> _TASK OBJECTIVE_: Reproduce every line of the records below word for word, omitting the pictures from your answer.
━━━━━━━━━━━━━━━━
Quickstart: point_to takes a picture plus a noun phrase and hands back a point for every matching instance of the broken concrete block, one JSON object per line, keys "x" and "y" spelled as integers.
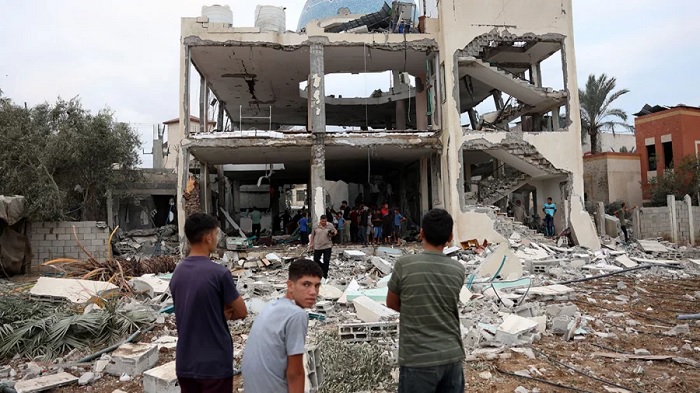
{"x": 512, "y": 267}
{"x": 330, "y": 292}
{"x": 369, "y": 310}
{"x": 45, "y": 383}
{"x": 86, "y": 378}
{"x": 354, "y": 255}
{"x": 161, "y": 379}
{"x": 133, "y": 359}
{"x": 352, "y": 287}
{"x": 75, "y": 291}
{"x": 382, "y": 265}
━━━━━━━━━━━━━━━━
> _COMPLETED TASK_:
Quickstart: point_to takes a picture plus a noun phrase and hands back a point for every matching instance of the broken concrete block, one JSON object per line, keys "x" and "y" spelled as integers.
{"x": 512, "y": 267}
{"x": 330, "y": 292}
{"x": 369, "y": 310}
{"x": 45, "y": 383}
{"x": 86, "y": 378}
{"x": 354, "y": 255}
{"x": 161, "y": 379}
{"x": 133, "y": 359}
{"x": 352, "y": 287}
{"x": 75, "y": 291}
{"x": 382, "y": 265}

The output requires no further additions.